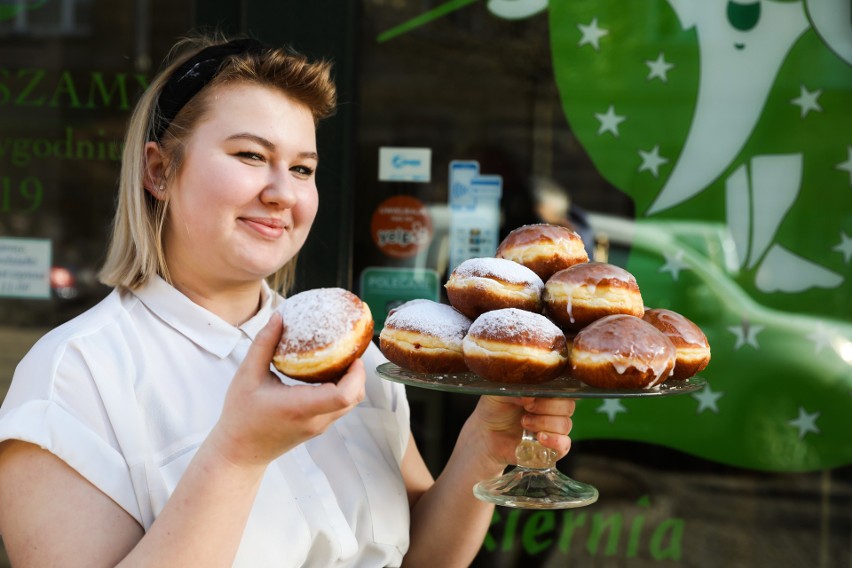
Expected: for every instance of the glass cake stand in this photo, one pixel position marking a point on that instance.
(534, 483)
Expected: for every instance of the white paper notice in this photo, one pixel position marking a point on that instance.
(24, 268)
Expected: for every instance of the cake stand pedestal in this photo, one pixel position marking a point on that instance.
(535, 483)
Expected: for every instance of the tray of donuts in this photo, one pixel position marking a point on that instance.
(539, 318)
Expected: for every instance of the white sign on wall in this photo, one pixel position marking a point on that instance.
(24, 268)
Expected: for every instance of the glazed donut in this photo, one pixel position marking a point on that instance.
(583, 293)
(324, 331)
(515, 346)
(544, 249)
(693, 350)
(622, 352)
(479, 285)
(425, 337)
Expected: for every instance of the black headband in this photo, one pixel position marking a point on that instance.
(188, 79)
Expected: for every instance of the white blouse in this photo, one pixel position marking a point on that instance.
(126, 393)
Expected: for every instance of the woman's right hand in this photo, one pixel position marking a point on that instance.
(262, 418)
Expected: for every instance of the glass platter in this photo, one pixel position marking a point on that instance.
(561, 387)
(534, 482)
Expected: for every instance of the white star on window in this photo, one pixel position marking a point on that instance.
(659, 68)
(674, 264)
(805, 422)
(807, 100)
(592, 34)
(746, 333)
(651, 161)
(609, 121)
(844, 247)
(707, 399)
(611, 407)
(847, 165)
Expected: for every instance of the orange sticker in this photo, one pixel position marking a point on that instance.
(401, 226)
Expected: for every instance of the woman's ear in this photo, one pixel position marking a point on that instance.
(155, 170)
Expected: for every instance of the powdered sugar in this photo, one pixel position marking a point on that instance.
(515, 323)
(317, 318)
(432, 318)
(499, 268)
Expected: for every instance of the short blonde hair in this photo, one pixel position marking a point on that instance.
(136, 251)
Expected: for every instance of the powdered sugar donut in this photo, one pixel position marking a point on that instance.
(515, 346)
(479, 285)
(325, 331)
(545, 249)
(622, 351)
(425, 337)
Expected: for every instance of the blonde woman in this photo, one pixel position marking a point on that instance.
(150, 431)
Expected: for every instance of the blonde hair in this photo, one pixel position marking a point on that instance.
(136, 251)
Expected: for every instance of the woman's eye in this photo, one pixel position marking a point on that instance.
(253, 156)
(303, 171)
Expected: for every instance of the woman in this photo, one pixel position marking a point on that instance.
(151, 431)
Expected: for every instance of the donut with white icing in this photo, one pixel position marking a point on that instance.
(425, 337)
(324, 331)
(479, 285)
(622, 352)
(693, 350)
(515, 346)
(578, 295)
(545, 249)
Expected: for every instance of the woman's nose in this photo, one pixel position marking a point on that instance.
(280, 190)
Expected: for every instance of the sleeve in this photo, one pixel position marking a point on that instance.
(54, 403)
(387, 395)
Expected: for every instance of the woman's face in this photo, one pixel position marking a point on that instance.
(245, 197)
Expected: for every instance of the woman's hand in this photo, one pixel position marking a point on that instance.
(501, 421)
(262, 418)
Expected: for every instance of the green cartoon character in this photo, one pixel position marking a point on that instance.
(729, 124)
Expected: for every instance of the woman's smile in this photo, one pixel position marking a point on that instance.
(270, 228)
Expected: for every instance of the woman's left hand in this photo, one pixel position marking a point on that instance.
(501, 421)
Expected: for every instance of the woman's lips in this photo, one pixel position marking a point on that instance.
(266, 226)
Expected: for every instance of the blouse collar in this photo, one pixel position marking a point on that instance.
(199, 325)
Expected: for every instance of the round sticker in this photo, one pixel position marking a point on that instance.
(401, 226)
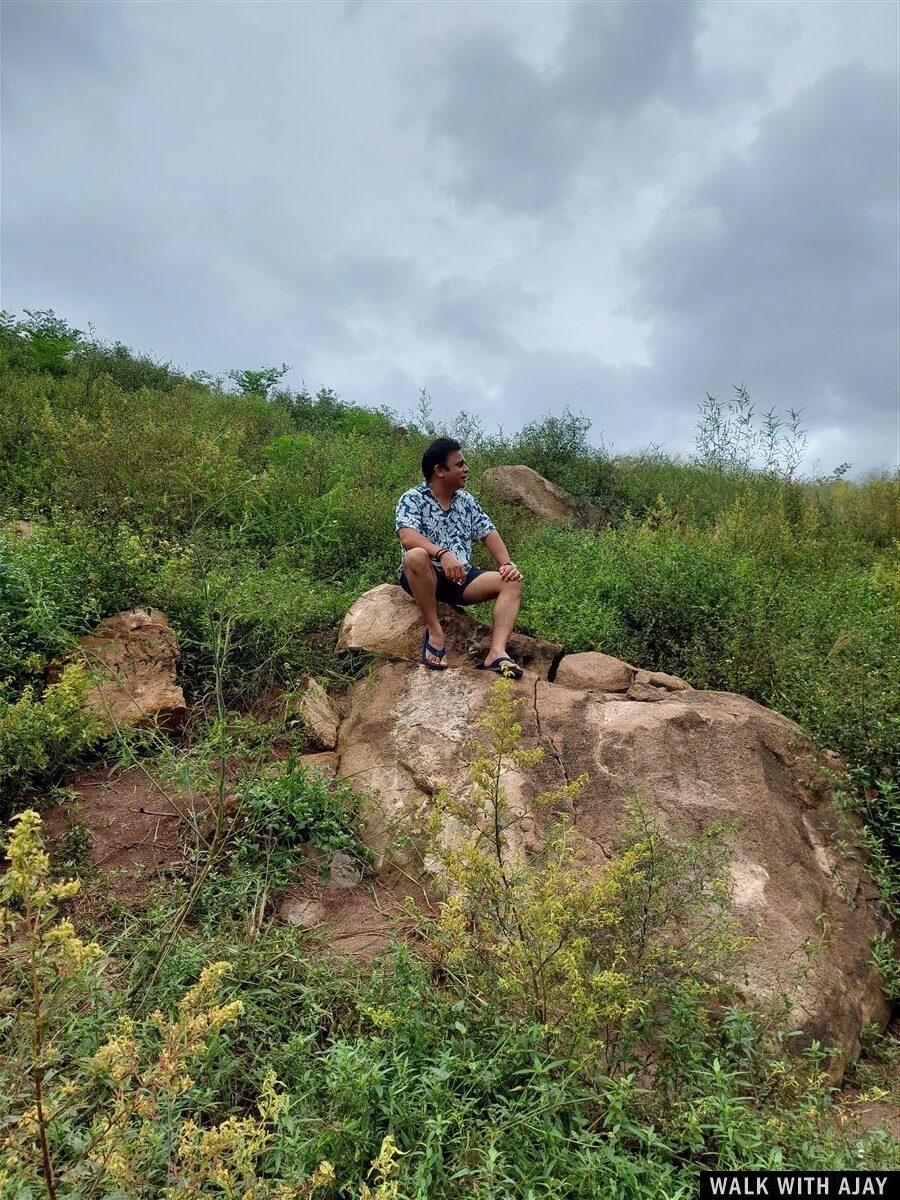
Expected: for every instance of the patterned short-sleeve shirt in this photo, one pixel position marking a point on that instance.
(462, 523)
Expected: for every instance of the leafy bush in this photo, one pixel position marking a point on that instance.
(295, 807)
(41, 737)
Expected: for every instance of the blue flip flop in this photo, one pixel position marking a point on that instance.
(427, 648)
(514, 669)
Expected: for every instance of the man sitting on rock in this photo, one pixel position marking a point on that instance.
(437, 522)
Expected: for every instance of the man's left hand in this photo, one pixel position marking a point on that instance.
(510, 574)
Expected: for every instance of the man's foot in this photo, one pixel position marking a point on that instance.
(432, 655)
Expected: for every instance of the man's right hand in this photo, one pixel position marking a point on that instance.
(453, 568)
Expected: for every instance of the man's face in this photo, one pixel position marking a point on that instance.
(455, 472)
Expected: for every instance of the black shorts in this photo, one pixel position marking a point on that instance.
(447, 591)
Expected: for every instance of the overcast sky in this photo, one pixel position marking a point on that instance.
(613, 207)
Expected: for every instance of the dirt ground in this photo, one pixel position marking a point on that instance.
(135, 835)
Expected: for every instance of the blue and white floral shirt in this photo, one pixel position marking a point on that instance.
(463, 522)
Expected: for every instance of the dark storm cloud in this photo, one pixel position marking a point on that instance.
(645, 202)
(781, 268)
(48, 49)
(519, 133)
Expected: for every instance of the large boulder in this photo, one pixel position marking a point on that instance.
(696, 757)
(521, 485)
(385, 621)
(131, 659)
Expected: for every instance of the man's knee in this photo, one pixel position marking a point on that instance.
(415, 559)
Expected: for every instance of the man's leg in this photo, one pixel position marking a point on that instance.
(423, 583)
(508, 598)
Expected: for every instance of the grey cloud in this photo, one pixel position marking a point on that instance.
(49, 49)
(519, 135)
(780, 270)
(616, 58)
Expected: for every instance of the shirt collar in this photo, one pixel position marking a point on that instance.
(424, 487)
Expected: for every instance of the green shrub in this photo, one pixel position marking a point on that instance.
(294, 807)
(42, 736)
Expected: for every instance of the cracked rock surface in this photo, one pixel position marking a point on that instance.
(694, 757)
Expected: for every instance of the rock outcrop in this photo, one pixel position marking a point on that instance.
(695, 757)
(605, 675)
(315, 713)
(385, 621)
(521, 485)
(132, 659)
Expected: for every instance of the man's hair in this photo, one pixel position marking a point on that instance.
(436, 455)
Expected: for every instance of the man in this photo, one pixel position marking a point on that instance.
(437, 522)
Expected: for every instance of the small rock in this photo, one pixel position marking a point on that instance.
(660, 679)
(525, 486)
(594, 672)
(346, 871)
(643, 691)
(317, 718)
(131, 659)
(301, 911)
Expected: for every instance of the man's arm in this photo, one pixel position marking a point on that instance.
(497, 549)
(449, 563)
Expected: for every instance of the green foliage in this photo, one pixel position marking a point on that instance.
(294, 807)
(42, 343)
(258, 383)
(253, 519)
(40, 737)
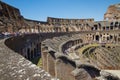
━━━━━━━━
Please find every line in the listing above that contains the word "woman", and copy each of those lines in full. Matching is case-sensitive.

Expected: for every instance of the woman's right hand in this photo, one pixel position marking a point on that instance.
Expected: for every instance of the woman's ear in this photo, one pixel position marking a point on that instance.
Expected: for every instance of the blonde woman in this photo, one pixel position marking a point on that instance.
Expected: for every instance of the woman's eye in this photo, one pixel position marking a point on that instance.
Expected: for every instance of the woman in this photo, one pixel position marking a point on that instance.
Expected: for every instance of the woman's nose in this photo, one pixel position marking a point on that instance.
Expected: for every instance of the woman's face in this photo, one pixel position marking a point on that instance.
Expected: for every instance of the woman's hand in this photo, one pixel position marking a point on that instance.
Expected: for every instance of the woman's smile in this photo, one pixel position marking a point on that instance.
Expected: for every instance of the woman's left hand in this photo, one pixel position marking a point on that instance.
Expected: for every instance of the woman's lips in this photo, one pixel position marking a point on that instance.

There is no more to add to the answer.